**Activity:** From the entries that follow, list every line in which the string "record" appears.

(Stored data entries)
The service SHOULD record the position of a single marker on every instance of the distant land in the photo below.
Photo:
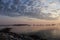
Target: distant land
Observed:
(31, 24)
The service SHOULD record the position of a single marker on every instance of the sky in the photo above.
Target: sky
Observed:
(25, 11)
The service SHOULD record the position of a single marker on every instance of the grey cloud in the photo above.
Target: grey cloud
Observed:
(29, 8)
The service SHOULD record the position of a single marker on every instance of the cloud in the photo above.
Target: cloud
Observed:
(29, 8)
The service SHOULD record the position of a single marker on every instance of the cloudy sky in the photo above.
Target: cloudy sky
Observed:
(18, 11)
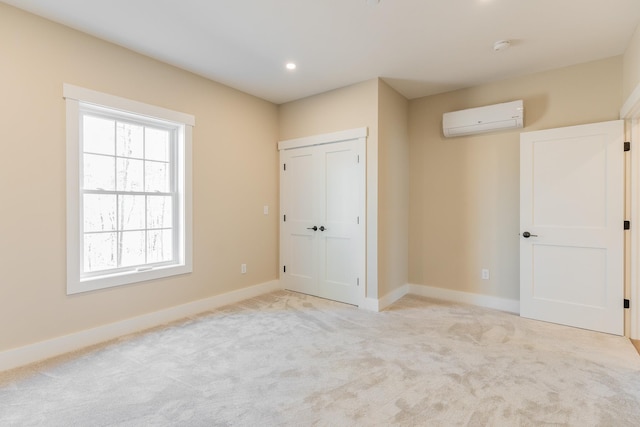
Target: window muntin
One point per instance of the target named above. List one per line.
(128, 191)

**Answer for this exercise:**
The service SHOULD record the position of a single marker on every instance of the distant land in the photo below.
The service SHOULD record the position of a single marker on every instance of the sky in the photo above.
The service SHOULD record the position of a single marker on every instance of the grey cloud in the photo above.
The service SHOULD record the position of a single marker on every instance of the cloud in the photo above.
The service SHOULD record the position of a single marker on every instance of the cloudy sky in the photo above.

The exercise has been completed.